Please output the lines shown below exactly as they appear.

BEGIN Entries shown

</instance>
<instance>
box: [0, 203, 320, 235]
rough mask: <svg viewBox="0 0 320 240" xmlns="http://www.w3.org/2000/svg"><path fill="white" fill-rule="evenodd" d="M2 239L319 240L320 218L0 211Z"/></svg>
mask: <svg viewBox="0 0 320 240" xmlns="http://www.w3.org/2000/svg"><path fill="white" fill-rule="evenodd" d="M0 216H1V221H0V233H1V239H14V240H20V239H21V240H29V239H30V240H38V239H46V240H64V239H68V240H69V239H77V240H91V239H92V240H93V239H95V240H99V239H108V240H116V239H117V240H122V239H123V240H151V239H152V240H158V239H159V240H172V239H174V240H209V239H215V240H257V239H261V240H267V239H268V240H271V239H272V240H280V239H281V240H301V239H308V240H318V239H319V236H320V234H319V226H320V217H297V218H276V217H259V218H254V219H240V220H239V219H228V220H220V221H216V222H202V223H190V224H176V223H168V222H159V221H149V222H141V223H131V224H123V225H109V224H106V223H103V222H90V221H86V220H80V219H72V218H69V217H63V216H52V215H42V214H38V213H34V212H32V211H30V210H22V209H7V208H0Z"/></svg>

END Entries shown

### Task solution
</instance>
<instance>
box: [0, 203, 320, 235]
rough mask: <svg viewBox="0 0 320 240" xmlns="http://www.w3.org/2000/svg"><path fill="white" fill-rule="evenodd" d="M2 239L319 240L320 218L0 211Z"/></svg>
mask: <svg viewBox="0 0 320 240" xmlns="http://www.w3.org/2000/svg"><path fill="white" fill-rule="evenodd" d="M0 216H1V221H0V233H1V239H14V240H20V239H21V240H29V239H30V240H38V239H46V240H64V239H68V240H69V239H77V240H91V239H92V240H93V239H95V240H99V239H108V240H116V239H117V240H122V239H123V240H151V239H152V240H158V239H159V240H172V239H174V240H209V239H215V240H257V239H261V240H267V239H268V240H271V239H272V240H280V239H281V240H301V239H308V240H318V239H319V236H320V234H319V226H320V217H297V218H276V217H259V218H254V219H240V220H239V219H228V220H220V221H216V222H202V223H190V224H176V223H168V222H159V221H149V222H141V223H131V224H123V225H109V224H106V223H103V222H90V221H86V220H80V219H72V218H69V217H63V216H52V215H42V214H38V213H34V212H32V211H30V210H22V209H7V208H0Z"/></svg>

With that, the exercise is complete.